Text shown:
Big Data Mining 1st International Workshop on Big Data, Streams and Heterogeneous Source Mining: Algorithms, Systems, Programming Models and Applications


Keynote Speakers

Usama Fayyad

Title: Big Data Analytics: Applications and Opportunities in On-line Predictive Modeling

Dr. Usama Fayyad is co-Founder & CTO of ChoozOn Corporation — a search engine service that helps consumers make sense of the chaos of overwhelming offers and deals through personalization and intelligent matching. In 2010 he was appointed by King Abdullah II of Jordan to lead the OASIS-500 as its Executive Chairman — a tech startup investment fund that runs an accelerator/incubator, entrepreneurship training program, and angel network that aims to fund 500 Internet and Technology startups in the next 5 years. In 2008, Fayyad founded Open Insights, a data strategy, technology and consulting firm to help enterprises understand data strategy and deploy data-driven solutions that effectively and dramatically grow revenue and competitive advantages.

Natural language region descriptions
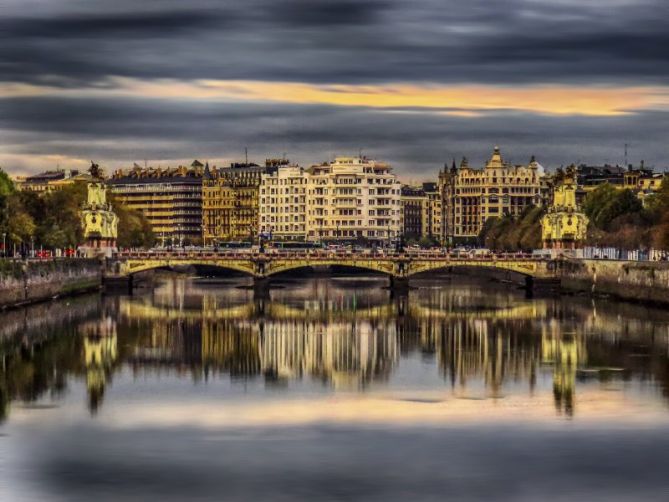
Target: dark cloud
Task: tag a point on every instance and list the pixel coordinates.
(516, 41)
(309, 13)
(136, 25)
(118, 132)
(81, 43)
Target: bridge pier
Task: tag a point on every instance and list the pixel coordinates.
(118, 283)
(541, 284)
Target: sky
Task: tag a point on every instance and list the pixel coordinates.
(416, 83)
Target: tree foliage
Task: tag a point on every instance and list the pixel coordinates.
(619, 219)
(134, 230)
(53, 219)
(513, 234)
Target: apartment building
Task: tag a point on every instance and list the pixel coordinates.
(230, 201)
(470, 196)
(170, 198)
(283, 204)
(353, 199)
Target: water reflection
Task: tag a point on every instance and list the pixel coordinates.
(344, 334)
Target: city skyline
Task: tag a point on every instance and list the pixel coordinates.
(413, 85)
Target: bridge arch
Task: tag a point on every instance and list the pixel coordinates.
(279, 266)
(132, 267)
(526, 268)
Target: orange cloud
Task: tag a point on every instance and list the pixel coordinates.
(463, 100)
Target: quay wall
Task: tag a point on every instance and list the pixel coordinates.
(24, 282)
(628, 280)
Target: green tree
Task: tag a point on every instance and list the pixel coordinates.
(134, 230)
(606, 203)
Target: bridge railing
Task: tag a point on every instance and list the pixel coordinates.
(324, 254)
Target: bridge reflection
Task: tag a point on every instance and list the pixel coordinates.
(344, 335)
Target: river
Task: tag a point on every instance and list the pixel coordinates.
(334, 389)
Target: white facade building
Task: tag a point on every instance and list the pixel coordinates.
(353, 198)
(282, 204)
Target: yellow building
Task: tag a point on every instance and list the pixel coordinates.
(414, 212)
(99, 222)
(170, 198)
(470, 196)
(564, 226)
(49, 181)
(230, 201)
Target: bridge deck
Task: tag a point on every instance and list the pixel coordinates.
(398, 265)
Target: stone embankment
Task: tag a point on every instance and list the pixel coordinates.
(24, 282)
(641, 281)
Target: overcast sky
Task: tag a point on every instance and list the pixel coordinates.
(415, 83)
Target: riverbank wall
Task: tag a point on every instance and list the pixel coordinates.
(25, 282)
(640, 281)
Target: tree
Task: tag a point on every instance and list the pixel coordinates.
(134, 230)
(606, 203)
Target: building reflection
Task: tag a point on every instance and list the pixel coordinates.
(485, 342)
(100, 354)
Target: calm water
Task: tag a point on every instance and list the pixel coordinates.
(332, 389)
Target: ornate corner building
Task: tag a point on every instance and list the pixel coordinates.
(99, 221)
(564, 226)
(469, 196)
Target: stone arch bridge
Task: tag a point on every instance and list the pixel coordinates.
(398, 267)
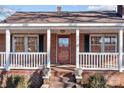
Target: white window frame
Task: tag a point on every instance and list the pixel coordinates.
(103, 43)
(25, 41)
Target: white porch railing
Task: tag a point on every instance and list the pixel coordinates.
(2, 59)
(23, 60)
(20, 60)
(99, 61)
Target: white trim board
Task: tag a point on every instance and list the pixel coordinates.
(60, 24)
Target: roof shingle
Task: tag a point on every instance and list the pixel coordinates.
(64, 17)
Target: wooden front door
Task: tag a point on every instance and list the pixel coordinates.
(63, 49)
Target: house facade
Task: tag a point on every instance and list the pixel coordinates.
(88, 40)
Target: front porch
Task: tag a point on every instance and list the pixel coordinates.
(82, 53)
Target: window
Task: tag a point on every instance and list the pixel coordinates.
(103, 43)
(25, 43)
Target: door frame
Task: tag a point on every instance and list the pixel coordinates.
(68, 36)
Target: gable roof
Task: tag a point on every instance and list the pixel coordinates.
(64, 17)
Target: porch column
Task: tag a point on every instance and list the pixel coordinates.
(120, 50)
(48, 47)
(77, 48)
(7, 48)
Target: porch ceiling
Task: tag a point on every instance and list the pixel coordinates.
(62, 26)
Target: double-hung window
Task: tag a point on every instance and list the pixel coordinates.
(25, 43)
(103, 43)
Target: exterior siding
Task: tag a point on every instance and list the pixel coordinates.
(73, 48)
(53, 48)
(2, 43)
(81, 43)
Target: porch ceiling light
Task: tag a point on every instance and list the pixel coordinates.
(62, 31)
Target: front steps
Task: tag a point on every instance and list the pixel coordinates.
(61, 77)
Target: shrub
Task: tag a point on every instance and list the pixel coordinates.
(17, 82)
(97, 81)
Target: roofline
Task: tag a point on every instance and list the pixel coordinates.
(61, 25)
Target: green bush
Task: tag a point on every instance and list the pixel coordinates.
(17, 81)
(97, 81)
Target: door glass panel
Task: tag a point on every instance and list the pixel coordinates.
(32, 44)
(63, 42)
(19, 44)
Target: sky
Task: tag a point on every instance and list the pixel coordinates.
(40, 8)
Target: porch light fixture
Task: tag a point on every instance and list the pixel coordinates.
(62, 31)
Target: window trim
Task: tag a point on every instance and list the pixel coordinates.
(25, 42)
(103, 43)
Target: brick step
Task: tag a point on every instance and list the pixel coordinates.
(62, 78)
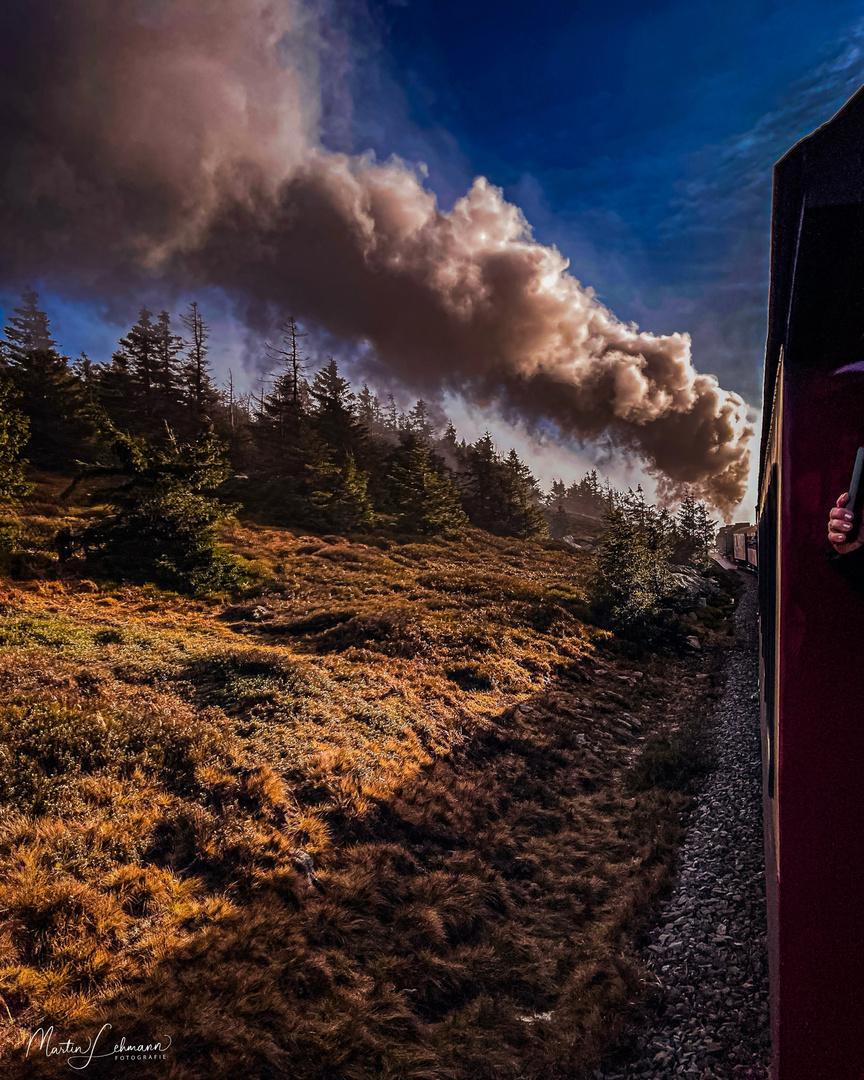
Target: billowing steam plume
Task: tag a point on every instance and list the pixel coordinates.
(177, 137)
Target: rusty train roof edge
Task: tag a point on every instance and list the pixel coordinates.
(790, 192)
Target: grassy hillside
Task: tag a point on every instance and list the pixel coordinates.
(399, 811)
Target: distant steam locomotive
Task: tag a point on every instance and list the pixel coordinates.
(740, 544)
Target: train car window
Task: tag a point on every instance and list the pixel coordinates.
(767, 549)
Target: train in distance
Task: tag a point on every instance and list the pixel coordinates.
(740, 544)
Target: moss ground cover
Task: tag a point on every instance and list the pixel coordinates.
(485, 783)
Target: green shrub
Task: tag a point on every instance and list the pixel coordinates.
(675, 763)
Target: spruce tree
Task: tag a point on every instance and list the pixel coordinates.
(138, 354)
(163, 525)
(14, 432)
(196, 379)
(50, 392)
(169, 347)
(369, 409)
(522, 514)
(338, 496)
(420, 422)
(420, 494)
(334, 414)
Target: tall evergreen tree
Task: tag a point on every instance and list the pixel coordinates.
(521, 511)
(138, 354)
(196, 378)
(419, 421)
(334, 414)
(14, 432)
(166, 376)
(420, 493)
(50, 392)
(163, 526)
(27, 331)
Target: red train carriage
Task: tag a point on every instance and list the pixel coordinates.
(811, 621)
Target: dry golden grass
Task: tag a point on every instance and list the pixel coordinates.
(435, 725)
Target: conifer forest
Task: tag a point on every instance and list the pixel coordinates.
(333, 746)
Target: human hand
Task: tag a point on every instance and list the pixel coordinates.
(839, 528)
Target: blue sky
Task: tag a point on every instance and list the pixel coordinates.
(637, 137)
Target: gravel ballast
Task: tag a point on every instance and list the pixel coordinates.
(709, 1014)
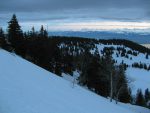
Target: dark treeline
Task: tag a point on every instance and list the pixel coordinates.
(99, 73)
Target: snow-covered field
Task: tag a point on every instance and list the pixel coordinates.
(139, 78)
(27, 88)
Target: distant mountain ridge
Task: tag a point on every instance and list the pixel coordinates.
(141, 38)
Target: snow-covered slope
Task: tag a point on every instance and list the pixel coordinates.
(27, 88)
(139, 78)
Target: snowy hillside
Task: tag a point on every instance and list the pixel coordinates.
(27, 88)
(140, 78)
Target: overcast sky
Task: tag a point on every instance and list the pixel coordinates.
(77, 14)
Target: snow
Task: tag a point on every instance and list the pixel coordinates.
(27, 88)
(139, 78)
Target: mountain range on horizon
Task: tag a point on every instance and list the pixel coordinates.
(138, 37)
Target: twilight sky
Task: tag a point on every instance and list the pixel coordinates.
(78, 14)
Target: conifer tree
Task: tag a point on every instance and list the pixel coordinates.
(14, 31)
(140, 98)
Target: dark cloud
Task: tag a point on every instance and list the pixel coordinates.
(73, 10)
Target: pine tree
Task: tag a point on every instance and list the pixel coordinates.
(14, 31)
(140, 98)
(1, 33)
(147, 95)
(2, 38)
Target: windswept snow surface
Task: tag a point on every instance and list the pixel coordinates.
(139, 78)
(27, 88)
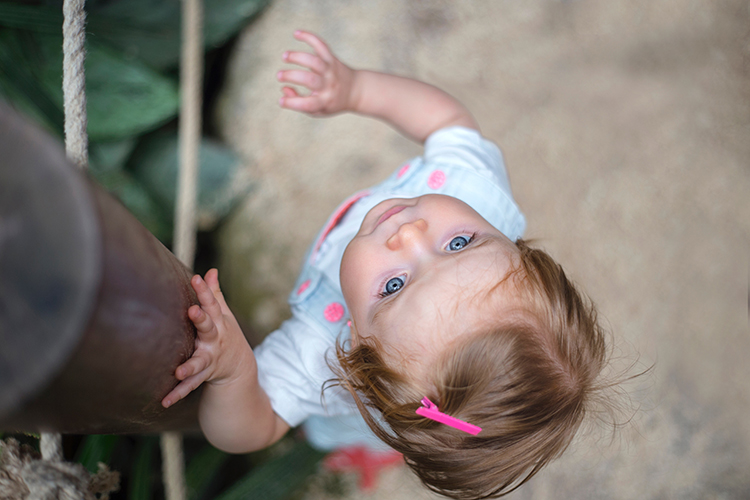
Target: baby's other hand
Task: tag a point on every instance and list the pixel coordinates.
(221, 350)
(331, 82)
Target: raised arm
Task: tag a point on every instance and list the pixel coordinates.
(414, 108)
(235, 414)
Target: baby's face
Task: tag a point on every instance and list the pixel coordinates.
(414, 273)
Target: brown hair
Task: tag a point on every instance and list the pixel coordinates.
(526, 381)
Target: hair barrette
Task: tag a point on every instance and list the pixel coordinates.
(431, 411)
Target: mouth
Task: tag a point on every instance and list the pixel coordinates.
(389, 213)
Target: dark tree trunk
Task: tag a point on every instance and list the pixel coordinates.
(93, 308)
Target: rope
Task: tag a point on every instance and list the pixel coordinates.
(76, 140)
(191, 73)
(23, 475)
(74, 82)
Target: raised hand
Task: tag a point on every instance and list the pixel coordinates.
(330, 82)
(221, 350)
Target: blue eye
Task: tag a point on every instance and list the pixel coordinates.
(392, 286)
(458, 243)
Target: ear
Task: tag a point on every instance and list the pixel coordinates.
(353, 333)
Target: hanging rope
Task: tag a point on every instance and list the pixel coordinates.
(191, 73)
(76, 140)
(74, 82)
(23, 473)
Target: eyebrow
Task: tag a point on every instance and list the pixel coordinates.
(478, 243)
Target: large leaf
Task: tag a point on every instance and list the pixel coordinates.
(150, 29)
(139, 483)
(95, 449)
(125, 97)
(221, 184)
(138, 201)
(202, 469)
(20, 64)
(145, 29)
(278, 478)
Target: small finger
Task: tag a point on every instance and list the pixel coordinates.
(203, 323)
(300, 77)
(304, 104)
(212, 280)
(194, 365)
(318, 45)
(289, 92)
(206, 297)
(305, 59)
(183, 389)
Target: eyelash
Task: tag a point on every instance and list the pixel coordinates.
(384, 294)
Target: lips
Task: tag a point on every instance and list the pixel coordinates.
(389, 213)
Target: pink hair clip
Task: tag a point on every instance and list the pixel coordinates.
(431, 411)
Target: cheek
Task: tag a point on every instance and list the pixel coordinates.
(351, 272)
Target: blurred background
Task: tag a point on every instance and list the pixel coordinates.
(625, 127)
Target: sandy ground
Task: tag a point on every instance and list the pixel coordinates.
(625, 128)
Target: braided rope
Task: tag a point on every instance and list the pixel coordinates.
(74, 82)
(191, 75)
(76, 140)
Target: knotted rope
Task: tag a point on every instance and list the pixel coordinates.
(24, 475)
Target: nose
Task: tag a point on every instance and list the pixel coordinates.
(409, 234)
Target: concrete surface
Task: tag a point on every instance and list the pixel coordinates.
(626, 130)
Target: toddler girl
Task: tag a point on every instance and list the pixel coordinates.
(435, 325)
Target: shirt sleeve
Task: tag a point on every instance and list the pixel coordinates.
(283, 373)
(292, 370)
(466, 147)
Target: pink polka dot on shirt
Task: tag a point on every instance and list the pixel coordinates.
(333, 312)
(436, 179)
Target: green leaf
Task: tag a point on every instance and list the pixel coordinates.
(20, 66)
(278, 478)
(139, 483)
(124, 98)
(202, 470)
(220, 185)
(138, 201)
(96, 448)
(150, 30)
(40, 18)
(112, 155)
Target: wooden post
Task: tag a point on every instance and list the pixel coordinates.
(93, 308)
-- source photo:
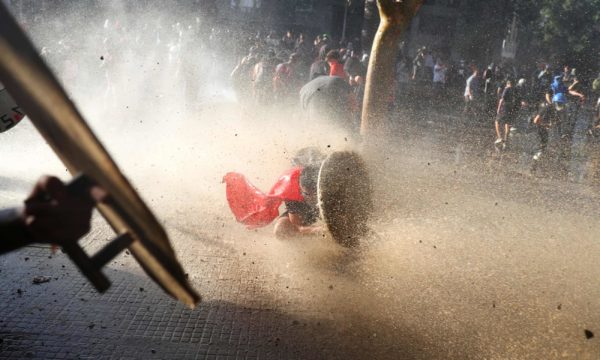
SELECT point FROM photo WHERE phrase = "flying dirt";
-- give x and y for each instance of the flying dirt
(462, 260)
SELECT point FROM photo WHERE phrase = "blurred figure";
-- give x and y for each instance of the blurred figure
(320, 66)
(353, 66)
(51, 215)
(506, 114)
(472, 94)
(241, 76)
(262, 78)
(286, 82)
(336, 68)
(439, 79)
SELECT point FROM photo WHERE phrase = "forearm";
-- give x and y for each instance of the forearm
(13, 233)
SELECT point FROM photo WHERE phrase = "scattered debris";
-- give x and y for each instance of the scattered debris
(40, 280)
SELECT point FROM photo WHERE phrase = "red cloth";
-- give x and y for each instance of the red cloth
(252, 207)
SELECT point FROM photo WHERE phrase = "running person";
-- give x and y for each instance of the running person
(506, 113)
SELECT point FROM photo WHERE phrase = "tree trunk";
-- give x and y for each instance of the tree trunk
(395, 16)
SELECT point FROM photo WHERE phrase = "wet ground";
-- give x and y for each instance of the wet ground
(474, 256)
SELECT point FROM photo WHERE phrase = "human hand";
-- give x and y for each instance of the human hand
(54, 215)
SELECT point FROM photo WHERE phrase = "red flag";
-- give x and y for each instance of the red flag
(254, 208)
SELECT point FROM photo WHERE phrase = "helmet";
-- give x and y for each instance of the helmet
(10, 113)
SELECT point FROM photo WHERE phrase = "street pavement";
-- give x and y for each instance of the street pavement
(470, 258)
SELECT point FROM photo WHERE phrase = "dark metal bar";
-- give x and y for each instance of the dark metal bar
(111, 250)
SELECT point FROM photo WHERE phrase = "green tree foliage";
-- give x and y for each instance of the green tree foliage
(563, 30)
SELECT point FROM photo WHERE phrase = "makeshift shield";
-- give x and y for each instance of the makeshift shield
(345, 197)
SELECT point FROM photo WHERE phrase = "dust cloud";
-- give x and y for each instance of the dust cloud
(460, 261)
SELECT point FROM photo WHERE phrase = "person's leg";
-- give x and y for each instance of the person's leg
(498, 133)
(284, 229)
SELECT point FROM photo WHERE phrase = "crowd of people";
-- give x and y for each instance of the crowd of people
(276, 69)
(289, 71)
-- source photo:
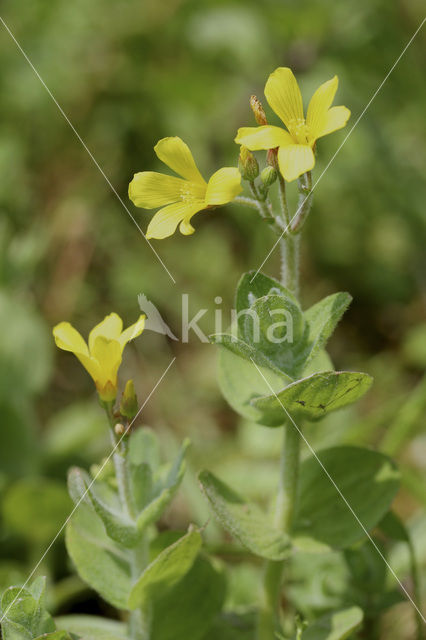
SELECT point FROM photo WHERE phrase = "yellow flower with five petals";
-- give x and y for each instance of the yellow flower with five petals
(180, 198)
(102, 356)
(296, 144)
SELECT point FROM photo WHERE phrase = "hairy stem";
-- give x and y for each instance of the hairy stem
(289, 476)
(139, 619)
(421, 634)
(269, 616)
(289, 245)
(248, 202)
(304, 204)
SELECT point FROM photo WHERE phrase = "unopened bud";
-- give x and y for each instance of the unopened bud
(268, 176)
(119, 429)
(258, 110)
(272, 158)
(247, 164)
(129, 401)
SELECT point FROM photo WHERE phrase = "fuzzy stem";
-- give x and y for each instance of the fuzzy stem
(139, 619)
(269, 616)
(289, 246)
(421, 635)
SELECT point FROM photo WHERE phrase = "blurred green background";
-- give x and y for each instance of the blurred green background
(128, 73)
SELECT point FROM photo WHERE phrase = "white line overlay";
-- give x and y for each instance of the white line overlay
(342, 144)
(341, 495)
(87, 490)
(86, 148)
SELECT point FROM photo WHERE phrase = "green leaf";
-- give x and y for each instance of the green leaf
(36, 508)
(232, 626)
(26, 348)
(189, 607)
(240, 383)
(93, 627)
(117, 525)
(394, 528)
(313, 397)
(167, 568)
(277, 330)
(243, 520)
(367, 479)
(336, 626)
(98, 560)
(171, 483)
(246, 351)
(24, 612)
(144, 461)
(254, 285)
(322, 319)
(144, 448)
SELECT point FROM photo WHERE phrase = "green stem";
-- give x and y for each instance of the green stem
(421, 635)
(139, 619)
(289, 246)
(269, 616)
(248, 202)
(289, 475)
(305, 202)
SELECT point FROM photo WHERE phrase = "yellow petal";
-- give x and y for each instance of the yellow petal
(69, 339)
(91, 365)
(110, 327)
(165, 221)
(337, 118)
(223, 186)
(132, 332)
(176, 155)
(149, 189)
(284, 97)
(108, 355)
(295, 160)
(319, 106)
(266, 137)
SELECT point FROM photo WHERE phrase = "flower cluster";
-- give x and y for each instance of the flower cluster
(181, 197)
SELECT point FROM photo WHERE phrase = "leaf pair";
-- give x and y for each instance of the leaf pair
(323, 517)
(268, 355)
(24, 616)
(152, 489)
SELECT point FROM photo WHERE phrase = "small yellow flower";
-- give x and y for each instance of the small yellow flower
(184, 196)
(102, 356)
(295, 153)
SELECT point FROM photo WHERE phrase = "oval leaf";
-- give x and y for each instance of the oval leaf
(336, 626)
(243, 520)
(167, 568)
(313, 397)
(98, 560)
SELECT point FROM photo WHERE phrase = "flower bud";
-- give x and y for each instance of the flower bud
(247, 164)
(268, 176)
(129, 401)
(272, 158)
(257, 108)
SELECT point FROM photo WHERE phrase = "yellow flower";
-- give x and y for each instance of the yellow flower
(295, 153)
(102, 356)
(182, 196)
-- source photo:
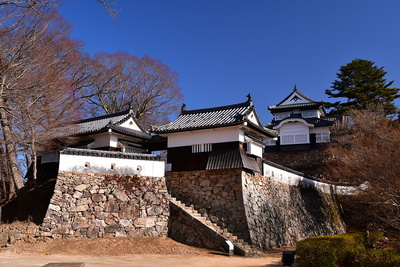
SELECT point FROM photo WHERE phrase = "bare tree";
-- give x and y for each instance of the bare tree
(367, 150)
(121, 81)
(36, 90)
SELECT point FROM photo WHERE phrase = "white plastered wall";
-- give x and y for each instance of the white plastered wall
(293, 179)
(105, 140)
(216, 135)
(130, 124)
(90, 164)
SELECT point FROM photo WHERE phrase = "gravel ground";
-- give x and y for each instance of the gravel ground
(126, 251)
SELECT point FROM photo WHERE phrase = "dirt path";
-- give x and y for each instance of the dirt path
(124, 252)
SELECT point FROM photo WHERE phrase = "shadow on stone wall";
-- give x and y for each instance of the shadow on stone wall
(30, 205)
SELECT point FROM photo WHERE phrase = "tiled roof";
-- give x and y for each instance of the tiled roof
(317, 122)
(211, 118)
(103, 123)
(299, 105)
(108, 154)
(299, 93)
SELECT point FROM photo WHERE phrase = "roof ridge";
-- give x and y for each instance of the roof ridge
(243, 104)
(102, 117)
(295, 90)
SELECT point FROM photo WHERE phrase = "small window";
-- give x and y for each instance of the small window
(199, 148)
(270, 142)
(322, 137)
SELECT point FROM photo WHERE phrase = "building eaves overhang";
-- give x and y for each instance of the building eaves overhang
(301, 106)
(291, 120)
(315, 122)
(216, 117)
(295, 91)
(261, 130)
(109, 154)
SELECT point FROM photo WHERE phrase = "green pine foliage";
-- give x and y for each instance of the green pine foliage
(362, 86)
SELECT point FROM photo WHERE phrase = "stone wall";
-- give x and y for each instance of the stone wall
(184, 229)
(10, 234)
(95, 205)
(216, 194)
(255, 208)
(280, 214)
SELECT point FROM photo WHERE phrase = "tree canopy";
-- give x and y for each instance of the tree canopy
(46, 81)
(120, 81)
(362, 85)
(366, 150)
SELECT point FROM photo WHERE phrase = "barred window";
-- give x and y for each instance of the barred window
(322, 137)
(294, 139)
(198, 148)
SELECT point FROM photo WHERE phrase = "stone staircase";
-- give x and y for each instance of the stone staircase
(221, 235)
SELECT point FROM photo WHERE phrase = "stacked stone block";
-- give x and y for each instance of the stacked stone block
(255, 208)
(96, 205)
(216, 194)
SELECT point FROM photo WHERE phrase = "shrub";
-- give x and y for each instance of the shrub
(344, 250)
(378, 258)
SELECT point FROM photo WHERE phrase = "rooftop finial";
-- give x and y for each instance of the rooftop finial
(249, 99)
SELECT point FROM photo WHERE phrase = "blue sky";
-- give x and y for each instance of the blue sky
(224, 49)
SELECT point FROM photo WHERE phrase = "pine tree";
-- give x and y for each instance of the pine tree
(364, 87)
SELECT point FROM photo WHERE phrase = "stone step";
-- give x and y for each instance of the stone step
(237, 242)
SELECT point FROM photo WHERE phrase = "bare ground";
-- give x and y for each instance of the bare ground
(127, 251)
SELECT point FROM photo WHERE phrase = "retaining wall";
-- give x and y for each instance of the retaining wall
(95, 205)
(256, 208)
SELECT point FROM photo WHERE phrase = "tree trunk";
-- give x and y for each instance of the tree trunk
(10, 154)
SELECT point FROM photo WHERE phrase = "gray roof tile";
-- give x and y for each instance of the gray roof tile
(103, 123)
(210, 118)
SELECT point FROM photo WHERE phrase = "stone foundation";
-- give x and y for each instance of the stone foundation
(95, 205)
(279, 214)
(255, 208)
(10, 234)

Directions:
• a. From the workshop page, list the three organizations that Usama Fayyad is described as having co-founded, founded, or been appointed to lead.
• b. According to the workshop page, how many startups does the OASIS-500 fund aim to finance, and over what period?
• c. Reproduce the workshop page word for word, from "Title: Big Data" up to and including "and competitive advantages.".

Answers in order:
• a. ChoozOn Corporation, OASIS-500, Open Insights

• b. It aims to fund 500 Internet and Technology startups in the next 5 years.

• c.
Title: Big Data Analytics: Applications and Opportunities in On-line Predictive Modeling

Dr. Usama Fayyad is co-Founder & CTO of ChoozOn Corporation — a search engine service that helps consumers make sense of the chaos of overwhelming offers and deals through personalization and intelligent matching. In 2010 he was appointed by King Abdullah II of Jordan to lead the OASIS-500 as its Executive Chairman — a tech startup investment fund that runs an accelerator/incubator, entrepreneurship training program, and angel network that aims to fund 500 Internet and Technology startups in the next 5 years. In 2008, Fayyad founded Open Insights, a data strategy, technology and consulting firm to help enterprises understand data strategy and deploy data-driven solutions that effectively and dramatically grow revenue and competitive advantages.